_CONSIGNE DÉTAILLÉE_: Énumérez les niveaux de fonctionnement mental que décrit le gériatre dans le texte sur le diagnostic tardif de la maladie d'Alzheimer.

_EXTRAIT DU DOCUMENT_:
────
Diagnostic et conscience de la personne malade

Acteurs de l'écosystème Alzheimer

Date de rédaction :
08 octobre 2011

Pour le gériatre Michel Cavey Lemoine, praticien hospitalier à l’unité de soins palliatifs de Montfermeil (Seine-Saint-Denis), « les gériatres se voient souvent confrontés à des personnes âgées qu’ils découvrent dans leur lit, avec une démence tellement profonde, tellement avancée, que la question surgit inévitablement : mais comment a-t-on pu méconnaître si longtemps une telle catastrophe ? ». Si la famille ou le médecin ne se sont pas rendu compte de la situation, la personne atteinte de la maladie d’Alzheimer peut-elle, en dissimulant son trouble, provoquer ce diagnostic tardif ? Le gériatre décrit trois niveaux de fonctionnement mental. Le niveau « reptilien » est celui des automatismes et réflexes archaïques, neurologiques, conditionnels, permettant, selon lui, d’accomplir la quasi-totalité des tâches des actes de la vie quotidienne. Le niveau « idéel » permet de prendre des décisions devant une situation imprévue, grâce au pouvoir de fabriquer des solutions : c’est la pensée construite, avec la mécanique permettant d’utiliser la mémoire, les systèmes de codage, d’enrichissement, de rappel. La personne atteinte de démence perd peu à peu cette capacité, mais cette perte peut passer inaperçue jusqu’au moment où il faut qu’elle s’en serve. Enfin, le niveau « conscientiel » est un méta-niveau, propre à l’humain, permettant à la personne malade de se « savoir étant », et plus encore, comme « étant au monde ». Pour le gériatre, c’est le niveau « idéel » qui tombe en panne dans la maladie d’Alzheimer, et longtemps, les autres niveaux ne sont pas touchés, et notamment, le niveau de la conscience. Selon lui, parler d’anosognosie (le fait d’ignorer qu’on est malade) n’a de sens que pour dire que la personne malade ne sait pas à quel point elle est malade (ou qu’elle croit que ses stratégies de dissimulation sont efficaces), ou alors « pour rappeler qu’on ne peut guère distinguer celui qui ne sait pas qu’il est dément et celui qui ne veut pas le dire ».

Cavey Lemoine M. Entre conscience et oubli… Ou pourquoi certaines personnes atteintes de la maladie d’Alzheimer sont diagnostiquées trop tard.  Doc’Alzheimer 2011 ; 4 : 28-30. Juillet-septembre 2011.
────
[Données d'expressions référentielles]

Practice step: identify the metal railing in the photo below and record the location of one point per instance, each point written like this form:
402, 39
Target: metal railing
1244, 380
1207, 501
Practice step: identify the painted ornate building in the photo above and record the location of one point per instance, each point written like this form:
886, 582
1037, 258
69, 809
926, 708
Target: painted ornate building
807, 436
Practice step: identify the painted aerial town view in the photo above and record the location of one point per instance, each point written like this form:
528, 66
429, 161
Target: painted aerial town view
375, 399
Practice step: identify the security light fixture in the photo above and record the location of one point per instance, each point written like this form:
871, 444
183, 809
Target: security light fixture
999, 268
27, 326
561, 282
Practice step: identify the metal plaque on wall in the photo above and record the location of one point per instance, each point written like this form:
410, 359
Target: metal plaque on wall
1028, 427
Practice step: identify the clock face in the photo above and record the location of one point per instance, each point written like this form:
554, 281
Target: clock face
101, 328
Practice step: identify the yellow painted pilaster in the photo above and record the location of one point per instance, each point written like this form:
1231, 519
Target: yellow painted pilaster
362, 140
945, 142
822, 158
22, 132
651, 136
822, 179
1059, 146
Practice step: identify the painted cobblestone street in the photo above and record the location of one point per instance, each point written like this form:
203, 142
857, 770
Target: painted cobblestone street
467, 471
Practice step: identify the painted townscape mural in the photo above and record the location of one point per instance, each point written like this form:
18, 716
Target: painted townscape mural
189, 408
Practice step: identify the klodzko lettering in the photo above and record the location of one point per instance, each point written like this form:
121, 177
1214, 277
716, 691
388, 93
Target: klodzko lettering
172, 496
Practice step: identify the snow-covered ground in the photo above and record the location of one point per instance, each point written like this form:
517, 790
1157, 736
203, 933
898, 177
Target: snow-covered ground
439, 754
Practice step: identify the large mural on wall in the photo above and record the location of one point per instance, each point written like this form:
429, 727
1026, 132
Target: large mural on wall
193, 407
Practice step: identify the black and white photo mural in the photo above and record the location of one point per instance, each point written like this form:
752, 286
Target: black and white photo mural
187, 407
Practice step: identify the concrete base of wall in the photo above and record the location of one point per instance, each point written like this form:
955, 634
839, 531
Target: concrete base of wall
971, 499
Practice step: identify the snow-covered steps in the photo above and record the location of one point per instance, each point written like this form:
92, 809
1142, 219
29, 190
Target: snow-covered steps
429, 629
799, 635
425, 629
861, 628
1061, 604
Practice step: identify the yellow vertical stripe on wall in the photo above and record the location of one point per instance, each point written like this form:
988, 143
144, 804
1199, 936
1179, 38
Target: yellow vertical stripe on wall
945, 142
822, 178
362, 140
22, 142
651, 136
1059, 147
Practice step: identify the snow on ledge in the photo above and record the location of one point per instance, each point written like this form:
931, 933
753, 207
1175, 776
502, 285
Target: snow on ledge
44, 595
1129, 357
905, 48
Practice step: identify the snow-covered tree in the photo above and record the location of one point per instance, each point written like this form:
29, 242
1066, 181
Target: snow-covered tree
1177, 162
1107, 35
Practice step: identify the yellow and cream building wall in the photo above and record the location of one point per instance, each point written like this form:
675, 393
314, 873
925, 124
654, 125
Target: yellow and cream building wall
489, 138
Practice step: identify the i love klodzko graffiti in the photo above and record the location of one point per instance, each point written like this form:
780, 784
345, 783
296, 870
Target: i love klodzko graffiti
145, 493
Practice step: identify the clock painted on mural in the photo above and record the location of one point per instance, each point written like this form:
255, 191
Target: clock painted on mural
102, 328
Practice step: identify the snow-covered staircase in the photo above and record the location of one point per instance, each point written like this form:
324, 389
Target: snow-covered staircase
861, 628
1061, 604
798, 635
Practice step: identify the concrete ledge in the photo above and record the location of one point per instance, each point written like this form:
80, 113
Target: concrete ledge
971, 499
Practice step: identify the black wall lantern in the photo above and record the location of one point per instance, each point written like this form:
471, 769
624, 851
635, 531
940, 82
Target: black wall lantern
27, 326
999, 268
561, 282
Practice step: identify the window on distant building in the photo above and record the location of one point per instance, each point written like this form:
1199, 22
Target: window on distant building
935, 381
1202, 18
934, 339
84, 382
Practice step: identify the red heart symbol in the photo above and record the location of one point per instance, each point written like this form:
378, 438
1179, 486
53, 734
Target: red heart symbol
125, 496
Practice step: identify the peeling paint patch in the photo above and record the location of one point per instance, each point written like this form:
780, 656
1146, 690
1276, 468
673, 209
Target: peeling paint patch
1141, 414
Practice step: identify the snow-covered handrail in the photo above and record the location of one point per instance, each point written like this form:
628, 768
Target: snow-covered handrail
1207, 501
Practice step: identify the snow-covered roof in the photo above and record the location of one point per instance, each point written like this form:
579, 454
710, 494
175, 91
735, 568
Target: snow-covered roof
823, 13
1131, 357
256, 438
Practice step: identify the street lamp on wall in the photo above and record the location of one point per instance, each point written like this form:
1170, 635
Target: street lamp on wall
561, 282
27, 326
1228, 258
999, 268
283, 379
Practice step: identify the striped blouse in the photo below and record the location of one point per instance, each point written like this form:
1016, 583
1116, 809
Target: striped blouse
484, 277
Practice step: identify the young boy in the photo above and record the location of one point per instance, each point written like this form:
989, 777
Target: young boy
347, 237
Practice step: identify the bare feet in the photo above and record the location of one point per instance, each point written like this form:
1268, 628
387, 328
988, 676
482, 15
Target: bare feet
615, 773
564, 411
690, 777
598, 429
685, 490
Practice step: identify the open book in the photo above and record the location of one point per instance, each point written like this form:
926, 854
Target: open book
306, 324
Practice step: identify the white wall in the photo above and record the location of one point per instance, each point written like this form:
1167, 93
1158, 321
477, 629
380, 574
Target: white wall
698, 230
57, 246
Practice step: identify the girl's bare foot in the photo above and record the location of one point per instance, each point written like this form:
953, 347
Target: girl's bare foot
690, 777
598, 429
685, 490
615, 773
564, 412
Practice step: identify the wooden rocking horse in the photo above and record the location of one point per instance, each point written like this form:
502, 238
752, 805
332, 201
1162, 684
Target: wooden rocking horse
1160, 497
────
_RÉPONSE PROPOSÉE_:
- le niveau « reptilien »
- le niveau « idéel »
- le niveau « conscientiel »